» **What the exercise asks**
Could you retype all of the entries below word for word, with nothing changed?

» **Information given**
--
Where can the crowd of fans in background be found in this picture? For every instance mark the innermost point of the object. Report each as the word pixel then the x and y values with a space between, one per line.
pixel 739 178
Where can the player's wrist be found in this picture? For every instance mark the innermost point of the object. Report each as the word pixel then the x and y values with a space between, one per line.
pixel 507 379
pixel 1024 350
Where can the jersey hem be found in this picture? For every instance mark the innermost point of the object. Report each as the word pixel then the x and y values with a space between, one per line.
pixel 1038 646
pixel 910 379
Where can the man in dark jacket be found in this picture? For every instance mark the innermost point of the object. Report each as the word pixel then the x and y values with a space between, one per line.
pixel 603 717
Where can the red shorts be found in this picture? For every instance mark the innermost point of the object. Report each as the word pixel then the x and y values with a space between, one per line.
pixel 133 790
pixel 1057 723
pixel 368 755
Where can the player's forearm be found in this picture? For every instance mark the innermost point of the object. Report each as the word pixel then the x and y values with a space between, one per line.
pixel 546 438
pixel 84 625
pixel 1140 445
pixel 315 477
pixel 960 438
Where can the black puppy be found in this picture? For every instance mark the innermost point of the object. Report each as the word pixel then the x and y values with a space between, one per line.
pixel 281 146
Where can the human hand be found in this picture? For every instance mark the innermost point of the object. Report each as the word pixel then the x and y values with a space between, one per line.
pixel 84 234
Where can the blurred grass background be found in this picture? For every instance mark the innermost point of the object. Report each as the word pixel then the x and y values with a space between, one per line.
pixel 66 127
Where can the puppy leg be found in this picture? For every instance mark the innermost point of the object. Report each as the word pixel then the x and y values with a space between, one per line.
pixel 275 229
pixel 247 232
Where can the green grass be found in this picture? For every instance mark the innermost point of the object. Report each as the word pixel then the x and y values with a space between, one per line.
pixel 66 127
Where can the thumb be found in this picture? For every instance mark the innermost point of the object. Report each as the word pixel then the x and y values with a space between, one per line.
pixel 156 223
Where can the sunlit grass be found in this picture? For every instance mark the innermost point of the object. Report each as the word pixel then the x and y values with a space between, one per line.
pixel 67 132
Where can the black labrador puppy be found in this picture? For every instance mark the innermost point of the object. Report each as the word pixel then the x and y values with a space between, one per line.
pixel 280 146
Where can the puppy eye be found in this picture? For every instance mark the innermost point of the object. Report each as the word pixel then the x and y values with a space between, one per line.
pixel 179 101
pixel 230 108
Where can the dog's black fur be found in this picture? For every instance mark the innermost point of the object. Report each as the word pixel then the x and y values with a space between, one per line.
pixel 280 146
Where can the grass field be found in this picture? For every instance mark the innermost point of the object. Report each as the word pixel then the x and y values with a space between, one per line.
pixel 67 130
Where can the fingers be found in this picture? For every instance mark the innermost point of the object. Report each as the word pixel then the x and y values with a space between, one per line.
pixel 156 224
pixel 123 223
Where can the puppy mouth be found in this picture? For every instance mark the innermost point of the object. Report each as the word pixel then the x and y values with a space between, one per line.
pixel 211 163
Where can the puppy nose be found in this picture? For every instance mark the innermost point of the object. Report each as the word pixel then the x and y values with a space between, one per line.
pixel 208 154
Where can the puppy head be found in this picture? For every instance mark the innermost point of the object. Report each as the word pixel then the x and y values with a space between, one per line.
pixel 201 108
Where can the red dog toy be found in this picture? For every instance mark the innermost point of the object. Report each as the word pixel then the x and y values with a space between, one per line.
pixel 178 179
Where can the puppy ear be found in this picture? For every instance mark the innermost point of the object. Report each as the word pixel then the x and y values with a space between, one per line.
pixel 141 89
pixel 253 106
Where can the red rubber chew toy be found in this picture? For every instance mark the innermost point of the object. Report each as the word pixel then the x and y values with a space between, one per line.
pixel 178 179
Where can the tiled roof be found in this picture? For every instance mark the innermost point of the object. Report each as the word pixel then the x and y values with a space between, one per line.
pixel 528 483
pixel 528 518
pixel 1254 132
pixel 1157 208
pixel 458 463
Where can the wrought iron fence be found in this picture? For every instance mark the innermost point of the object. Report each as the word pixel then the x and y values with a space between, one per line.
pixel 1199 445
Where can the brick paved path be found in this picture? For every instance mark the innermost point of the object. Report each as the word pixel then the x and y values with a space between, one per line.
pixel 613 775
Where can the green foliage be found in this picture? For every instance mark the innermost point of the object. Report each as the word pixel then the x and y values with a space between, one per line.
--
» **The response**
Where can the crowd of fans in background be found in this picture? For every instance mark the innermost point of the object. Report each as the word pixel then the x and y values with a space between, one per line.
pixel 739 178
Where can the player's wrist be found in this picture? For every instance mark the innermost point of the object. Report each as the word pixel then the x and y values with a space between, one per line.
pixel 507 379
pixel 1024 350
Where can the jersey hem be found in this picture? For every instance mark the innermost point of the object. Report each as the word pixel then the x and y values with a space between, one per line.
pixel 1038 646
pixel 910 379
Where can the man in dark jacket be found in this picture? For every instance mark the innermost point of the object. Report each as the word pixel then the x and y values with a space between, one per line.
pixel 603 717
Where can the red shorts be found in this picture? For every instance mark the innermost point of the object. Report each as the word pixel then the x and y values with a space between, one per line.
pixel 133 790
pixel 1057 723
pixel 368 755
Where can the player's forearm be found in this picture? For every instance mark the innermost point of the object. Report each as the word pixel then the x and y values with a space between, one per line.
pixel 546 438
pixel 84 625
pixel 1140 445
pixel 315 477
pixel 960 438
Where can the black puppy be found in this picture? For every instance mark the innermost point of the object. Report each as the word pixel then the x and y values with a space between, one per line.
pixel 281 146
Where can the human hand be found in this picture? For every instance mark the innermost point of the object. Report each as the word pixel then the x and y values with a space between, one per line.
pixel 84 234
Where can the blurred grass background be found in this picture? For every instance mark the innermost point of the object. Report each as the word pixel then the x and y values with a space between, one per line.
pixel 66 127
Where can the puppy leg be found in this picture? For every instance mark the innermost point of the object. Report each as the word pixel then the x and y values with a space between, one per line.
pixel 275 229
pixel 247 232
Where can the green grass be found in this picture? For every instance mark the innermost point of the object. Report each as the word pixel then the x and y values with a space between, one per line.
pixel 66 127
Where can the thumb be found in this picture? For every instance mark the innermost point of the object. Report each as the word pixel then the x and y values with a space between, one per line.
pixel 156 223
Where can the sunlit grass be found in this picture? For every instance mark the innermost point of the object. Report each as the word pixel then the x and y values with a space between, one per line.
pixel 67 132
Where can the black labrador puppy be found in this picture? For every instance mark the innermost point of the object. Report each as the word pixel then the x and y values with a space between, one per line.
pixel 280 146
Where can the puppy eye be found in this picture? For every instance mark the innermost point of the object. Report each as the word pixel then the x and y values with a space between, one per line.
pixel 179 101
pixel 230 108
Where can the dog's black fur be found in this picture? For every instance mark the innermost point of the object. Report each as the word pixel then the x and y values with a space between, one per line.
pixel 280 146
Where can the grass field be found in this picture? For every instance mark the innermost point of the object. Report each as the word pixel then the x and y values with a space between, one per line.
pixel 67 130
Where can the fingers be found in this picture? For every instance mark the innermost point of the object. Report each as the word pixel then the x and y values with a space between, one per line.
pixel 156 224
pixel 123 223
Where can the puppy mouth be found in this picture? For every instance mark the innermost point of the object. Report each as the word pixel then the x and y values with a space between, one per line.
pixel 211 163
Where can the puppy nose be found in this picture? For every instance mark the innermost point of the object. Report each as the word pixel then the x and y values with a space between, one per line.
pixel 208 154
Where can the puppy head be found in this picture? For every instance mark the innermost point of the object. Report each as the word pixel then the x and y values with a space between, one per line.
pixel 201 108
Where can the red dog toy be found in this picture? For every instance mark the innermost point of the object. Report each as the word pixel then the x and y values with a space between, one per line.
pixel 178 179
Where can the puppy ear be found in this picture? For every instance mark the innermost point of the object. Report each as the word pixel then the x and y values with a space between, one per line.
pixel 141 89
pixel 253 106
Where can the red rubber chew toy be found in this picture? For every instance mark the innermost point of the object. Report each as the word pixel then the x and y values with a space between, one per line.
pixel 178 179
Where can the tiled roof be found in this picture? For every instance mark the innermost point of the object. Report each as the word pixel then the x and y values with a space between, one per line.
pixel 528 483
pixel 528 518
pixel 1254 132
pixel 1157 208
pixel 458 463
Where can the wrought iron fence be found in this picture? For every instance mark the innermost point of the object. Report each as the word pixel then the x and y values with a space between, one per line.
pixel 1199 445
Where can the brick paved path be found in this picture? For every instance mark the innermost point of the object. Report each as the word pixel then the x and y values with a space between, one per line.
pixel 613 775
Where can the green foliage be found in this picture? For every instance mark the innermost point of the object. Report each as the word pixel then the x and y values with a space between, one per line.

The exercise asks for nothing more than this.